The expected response consists solely of the lines from the line with "positive clicks: (182, 262) (190, 259)" through the last line of the material below, copied exactly.

EXCERPTED DATA |
★ ★ ★ ★
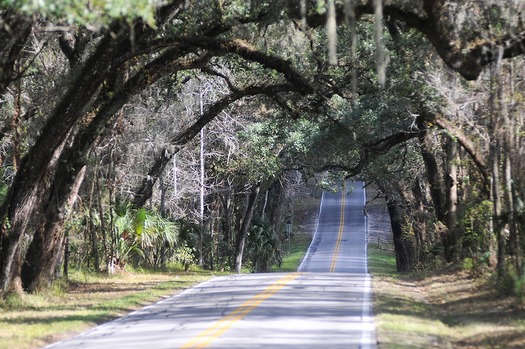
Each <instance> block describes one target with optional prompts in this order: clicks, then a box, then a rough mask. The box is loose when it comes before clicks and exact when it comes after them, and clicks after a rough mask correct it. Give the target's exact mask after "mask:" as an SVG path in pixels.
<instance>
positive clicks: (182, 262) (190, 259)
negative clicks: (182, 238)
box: [173, 243, 195, 271]
mask: <svg viewBox="0 0 525 349" xmlns="http://www.w3.org/2000/svg"><path fill="white" fill-rule="evenodd" d="M173 259H174V260H175V261H177V262H179V263H181V264H182V265H183V266H184V271H188V269H189V268H190V266H191V265H192V264H194V263H195V248H190V247H188V246H187V245H186V244H185V243H184V244H183V245H180V246H178V247H177V248H176V249H175V252H174V253H173Z"/></svg>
★ ★ ★ ★
RESPONSE AREA |
positive clicks: (182, 262) (190, 259)
negative clicks: (182, 238)
box: [173, 243, 195, 271]
mask: <svg viewBox="0 0 525 349" xmlns="http://www.w3.org/2000/svg"><path fill="white" fill-rule="evenodd" d="M173 259H174V260H175V261H177V262H179V263H181V264H182V265H183V266H184V271H188V269H189V268H190V266H191V265H192V264H194V263H195V248H190V247H188V246H187V245H186V244H185V243H184V244H183V245H180V246H178V247H177V248H176V249H175V252H174V253H173Z"/></svg>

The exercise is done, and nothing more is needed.